Exercise requirements.
Please return every line of the data below without changing a single character.

Listed records.
· · ·

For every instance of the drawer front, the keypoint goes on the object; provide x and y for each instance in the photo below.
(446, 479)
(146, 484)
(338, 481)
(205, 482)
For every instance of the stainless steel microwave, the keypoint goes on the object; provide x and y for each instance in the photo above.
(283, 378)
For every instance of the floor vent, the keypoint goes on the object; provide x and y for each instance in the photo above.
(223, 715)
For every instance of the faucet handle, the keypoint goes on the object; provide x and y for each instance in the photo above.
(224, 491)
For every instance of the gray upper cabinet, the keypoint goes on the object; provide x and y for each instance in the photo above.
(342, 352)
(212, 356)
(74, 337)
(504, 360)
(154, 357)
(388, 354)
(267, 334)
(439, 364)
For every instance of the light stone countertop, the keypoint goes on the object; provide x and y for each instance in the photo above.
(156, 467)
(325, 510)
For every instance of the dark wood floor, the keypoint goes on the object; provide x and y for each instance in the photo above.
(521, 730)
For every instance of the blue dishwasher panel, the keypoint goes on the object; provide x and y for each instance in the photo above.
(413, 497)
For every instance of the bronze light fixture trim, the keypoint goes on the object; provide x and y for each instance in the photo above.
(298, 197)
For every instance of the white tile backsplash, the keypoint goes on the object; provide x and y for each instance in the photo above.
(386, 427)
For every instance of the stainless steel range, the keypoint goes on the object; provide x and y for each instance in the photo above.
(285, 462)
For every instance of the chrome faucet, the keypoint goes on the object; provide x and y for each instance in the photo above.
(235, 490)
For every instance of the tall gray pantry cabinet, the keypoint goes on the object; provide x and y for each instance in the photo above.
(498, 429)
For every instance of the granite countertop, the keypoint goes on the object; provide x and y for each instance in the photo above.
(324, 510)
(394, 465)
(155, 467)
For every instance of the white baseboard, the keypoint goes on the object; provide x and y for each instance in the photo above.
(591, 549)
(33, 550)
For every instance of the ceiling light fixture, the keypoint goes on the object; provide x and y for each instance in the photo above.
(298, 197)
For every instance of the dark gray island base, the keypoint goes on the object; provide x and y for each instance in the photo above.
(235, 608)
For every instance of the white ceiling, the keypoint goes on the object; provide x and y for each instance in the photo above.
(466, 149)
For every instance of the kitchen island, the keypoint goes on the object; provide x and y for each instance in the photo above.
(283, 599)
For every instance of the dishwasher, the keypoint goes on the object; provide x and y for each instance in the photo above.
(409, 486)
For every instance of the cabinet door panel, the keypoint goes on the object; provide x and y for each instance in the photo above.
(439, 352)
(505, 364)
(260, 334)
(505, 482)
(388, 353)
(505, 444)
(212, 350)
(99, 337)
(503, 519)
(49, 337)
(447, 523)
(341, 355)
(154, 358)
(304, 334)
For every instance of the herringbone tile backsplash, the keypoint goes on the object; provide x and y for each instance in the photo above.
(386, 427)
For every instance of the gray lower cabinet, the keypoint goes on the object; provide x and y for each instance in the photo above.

· · ·

The output.
For every instance of the drawer front, the keypoint goes on the object; provide x and y for each instance in the photo below.
(446, 479)
(146, 484)
(338, 481)
(205, 482)
For every instance of the stainless steel microwave, the keypoint goes on the object; provide x and y for each instance in the photo above.
(283, 378)
For every instance of the floor vent, the keypoint goes on the object; provide x and y for each instance in the photo above.
(223, 715)
For every instance of the faucet handle, the keypoint goes on the object; provide x and y for each instance in the photo above.
(224, 491)
For every instance of the gray upper cabinet, the keypoint goes on the object; provide x and y for each instance in the photo above.
(342, 352)
(212, 356)
(74, 337)
(504, 360)
(154, 357)
(388, 354)
(267, 334)
(439, 364)
For every instance of the light stone countertop, the keypoint goes on the object; provide x and y for each instance in the photo above.
(156, 467)
(325, 510)
For every instance of the dark wood floor, the keypoint goes on the object; provide x and y for each instance in the photo above.
(521, 730)
For every instance of the blue dishwasher panel, the keypoint goes on the object; provide x and y for each instance in the photo above.
(413, 497)
For every instance of the bronze light fixture trim, the keypoint goes on the object; provide x and y for each instance in the photo above.
(298, 197)
For every instance of the white tile backsplash, the keypoint goes on the object; provide x and y for each instance in the photo above.
(386, 427)
For every instance of the stainless steel range, the keypoint goes on the object; provide x and y for each instance in the photo above.
(285, 462)
For every instance of the chrome faucet, the keypoint goes on the object; provide x and y for each instance in the photo above.
(235, 490)
For every instance of the tall gray pantry cabinet, the keypoint goes on the object; provide x and y for each instance in the photo above.
(498, 429)
For every instance of the granite countertop, the keypoint goes on the object; provide x and y for each instance in the photo above.
(324, 510)
(394, 465)
(155, 467)
For every instance of the white baseboard, the keypoint goes on the object; provide x and y for each instance in the photo above.
(591, 549)
(33, 550)
For every instance of the ceiling light fixture, the keypoint goes on the object; provide x and y for each instance in the photo above.
(298, 197)
For every instance of the dark gray island base, the keypoint goes on the object; provide x and y for each instance in the photo above.
(235, 608)
For every instance of the white ceiling, the keypoint goes on the object; provide x and y for each instance in the photo above.
(466, 149)
For every instance of the kitchen island, the keypoint goes on the object; provide x and y for each instance in the photo above.
(283, 599)
For every instance of the dishwasher, the keypoint goes on the object; provide x and y for each instance in the photo above.
(409, 486)
For every instance of the cabinet door panel, the keypoint goes on the object; provide x and y for each instance in the photo above.
(439, 352)
(505, 364)
(260, 334)
(505, 482)
(388, 353)
(505, 444)
(212, 350)
(99, 337)
(503, 519)
(49, 337)
(447, 523)
(341, 355)
(154, 358)
(304, 334)
For every instance of the herringbone tile backsplash, the keypoint goes on the object; provide x and y for each instance in the photo above.
(386, 427)
For every instance of the gray lower cabinet, the keypoint goes on the object; provide x and y for each instance in the photo above.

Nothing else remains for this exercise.